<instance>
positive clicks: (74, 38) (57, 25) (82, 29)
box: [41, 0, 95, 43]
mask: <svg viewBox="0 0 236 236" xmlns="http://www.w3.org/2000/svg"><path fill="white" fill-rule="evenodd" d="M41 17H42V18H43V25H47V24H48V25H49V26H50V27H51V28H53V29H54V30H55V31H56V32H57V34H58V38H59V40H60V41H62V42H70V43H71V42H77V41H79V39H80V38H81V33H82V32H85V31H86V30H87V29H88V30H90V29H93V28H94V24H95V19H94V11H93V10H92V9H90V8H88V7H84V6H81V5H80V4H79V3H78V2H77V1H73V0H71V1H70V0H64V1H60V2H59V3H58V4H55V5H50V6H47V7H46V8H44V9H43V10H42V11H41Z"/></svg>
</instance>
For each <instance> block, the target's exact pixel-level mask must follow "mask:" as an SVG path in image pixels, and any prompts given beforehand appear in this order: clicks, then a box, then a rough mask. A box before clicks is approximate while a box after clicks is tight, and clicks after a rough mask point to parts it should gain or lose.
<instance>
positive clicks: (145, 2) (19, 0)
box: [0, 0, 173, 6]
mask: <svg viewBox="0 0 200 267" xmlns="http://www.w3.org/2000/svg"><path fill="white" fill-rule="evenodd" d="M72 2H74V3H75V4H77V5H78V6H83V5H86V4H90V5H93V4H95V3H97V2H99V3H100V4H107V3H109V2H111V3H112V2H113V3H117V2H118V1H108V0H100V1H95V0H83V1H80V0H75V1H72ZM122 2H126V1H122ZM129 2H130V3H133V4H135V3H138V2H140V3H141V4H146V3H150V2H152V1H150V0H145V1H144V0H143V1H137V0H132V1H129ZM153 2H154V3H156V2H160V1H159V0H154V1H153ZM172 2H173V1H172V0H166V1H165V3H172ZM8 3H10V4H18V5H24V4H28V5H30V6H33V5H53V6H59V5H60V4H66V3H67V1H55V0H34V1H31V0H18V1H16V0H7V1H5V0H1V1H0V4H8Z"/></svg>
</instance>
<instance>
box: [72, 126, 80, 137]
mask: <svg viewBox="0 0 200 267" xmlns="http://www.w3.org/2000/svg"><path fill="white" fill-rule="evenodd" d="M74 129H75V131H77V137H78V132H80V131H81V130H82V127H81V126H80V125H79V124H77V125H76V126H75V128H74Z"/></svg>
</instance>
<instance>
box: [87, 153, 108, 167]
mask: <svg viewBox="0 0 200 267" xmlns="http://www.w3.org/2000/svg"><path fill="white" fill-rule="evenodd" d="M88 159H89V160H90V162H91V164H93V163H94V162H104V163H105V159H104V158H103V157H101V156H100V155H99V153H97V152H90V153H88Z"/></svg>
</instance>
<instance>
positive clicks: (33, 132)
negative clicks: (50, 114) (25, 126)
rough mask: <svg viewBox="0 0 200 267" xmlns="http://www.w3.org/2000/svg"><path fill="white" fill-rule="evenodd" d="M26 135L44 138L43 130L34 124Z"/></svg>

◆ ◆ ◆ ◆ ◆

=== 課題内容 ===
上に示した行のうち、「positive」という文字列を含む行はいくつあるか数えること。答えはその数だけを書くこと。

=== 回答欄 ===
3